## [Material for this exercise]

******************************

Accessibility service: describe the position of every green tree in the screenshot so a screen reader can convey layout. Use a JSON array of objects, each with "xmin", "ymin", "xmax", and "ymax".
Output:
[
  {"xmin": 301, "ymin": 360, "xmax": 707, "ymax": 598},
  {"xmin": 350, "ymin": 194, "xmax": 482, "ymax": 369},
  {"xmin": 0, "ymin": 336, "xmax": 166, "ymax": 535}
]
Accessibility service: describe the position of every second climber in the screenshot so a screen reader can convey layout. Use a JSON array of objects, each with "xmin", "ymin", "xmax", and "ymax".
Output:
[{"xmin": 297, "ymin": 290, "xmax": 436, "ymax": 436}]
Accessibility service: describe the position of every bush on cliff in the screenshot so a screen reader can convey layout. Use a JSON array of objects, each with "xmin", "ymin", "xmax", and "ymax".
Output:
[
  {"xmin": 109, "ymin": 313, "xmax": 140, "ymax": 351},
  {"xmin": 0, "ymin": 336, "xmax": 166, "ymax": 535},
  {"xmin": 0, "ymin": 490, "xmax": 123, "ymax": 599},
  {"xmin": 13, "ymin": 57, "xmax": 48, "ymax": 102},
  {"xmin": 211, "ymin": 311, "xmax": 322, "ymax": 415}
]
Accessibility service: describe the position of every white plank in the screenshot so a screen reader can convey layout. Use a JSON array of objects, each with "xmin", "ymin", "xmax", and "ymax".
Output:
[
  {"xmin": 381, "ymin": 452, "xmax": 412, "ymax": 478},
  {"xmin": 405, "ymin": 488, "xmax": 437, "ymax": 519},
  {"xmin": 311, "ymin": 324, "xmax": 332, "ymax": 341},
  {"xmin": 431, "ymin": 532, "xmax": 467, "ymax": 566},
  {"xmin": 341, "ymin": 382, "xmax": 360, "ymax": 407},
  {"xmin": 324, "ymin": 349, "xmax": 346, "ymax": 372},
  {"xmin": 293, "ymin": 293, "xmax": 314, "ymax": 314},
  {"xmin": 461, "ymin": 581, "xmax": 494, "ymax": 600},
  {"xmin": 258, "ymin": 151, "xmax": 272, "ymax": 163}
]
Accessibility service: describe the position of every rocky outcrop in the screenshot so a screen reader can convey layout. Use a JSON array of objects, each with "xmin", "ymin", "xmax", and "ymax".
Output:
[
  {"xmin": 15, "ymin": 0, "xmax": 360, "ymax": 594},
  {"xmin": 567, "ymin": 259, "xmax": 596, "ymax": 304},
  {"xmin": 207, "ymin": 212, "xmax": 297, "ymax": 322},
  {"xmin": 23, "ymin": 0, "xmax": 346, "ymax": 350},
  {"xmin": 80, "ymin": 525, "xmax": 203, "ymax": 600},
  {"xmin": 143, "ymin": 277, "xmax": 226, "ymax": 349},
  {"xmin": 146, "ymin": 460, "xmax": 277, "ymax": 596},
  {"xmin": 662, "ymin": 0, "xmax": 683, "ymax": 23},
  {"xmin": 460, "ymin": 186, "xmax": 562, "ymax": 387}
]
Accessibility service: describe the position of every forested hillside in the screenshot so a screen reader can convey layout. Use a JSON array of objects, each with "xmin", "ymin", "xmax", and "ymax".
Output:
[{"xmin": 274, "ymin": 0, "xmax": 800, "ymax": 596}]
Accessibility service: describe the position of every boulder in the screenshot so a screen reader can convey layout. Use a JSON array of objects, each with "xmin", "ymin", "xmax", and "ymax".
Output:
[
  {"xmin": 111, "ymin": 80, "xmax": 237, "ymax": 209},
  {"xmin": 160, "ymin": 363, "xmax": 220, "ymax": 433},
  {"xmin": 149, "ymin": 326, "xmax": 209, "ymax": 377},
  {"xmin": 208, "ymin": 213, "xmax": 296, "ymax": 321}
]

******************************

## [Task prompt]
Could you transcribe the entries exactly, from the first line through the line containing "Accessibility service: describe the position of every second", and give nothing more?

## [Response area]
Accessibility service: describe the position of every green tree in the screenshot so a screen reader can convey layout. Use a JSON array of objects, each with "xmin", "ymin", "xmax", and "ymax".
Output:
[
  {"xmin": 301, "ymin": 360, "xmax": 707, "ymax": 598},
  {"xmin": 350, "ymin": 194, "xmax": 482, "ymax": 369},
  {"xmin": 0, "ymin": 336, "xmax": 166, "ymax": 535}
]
Accessibility service: describe the position of every second climber in the screenshot so a screen reader can convey layout. Use a JSON array of objects, each with "xmin", "ymin", "xmax", and "ymax".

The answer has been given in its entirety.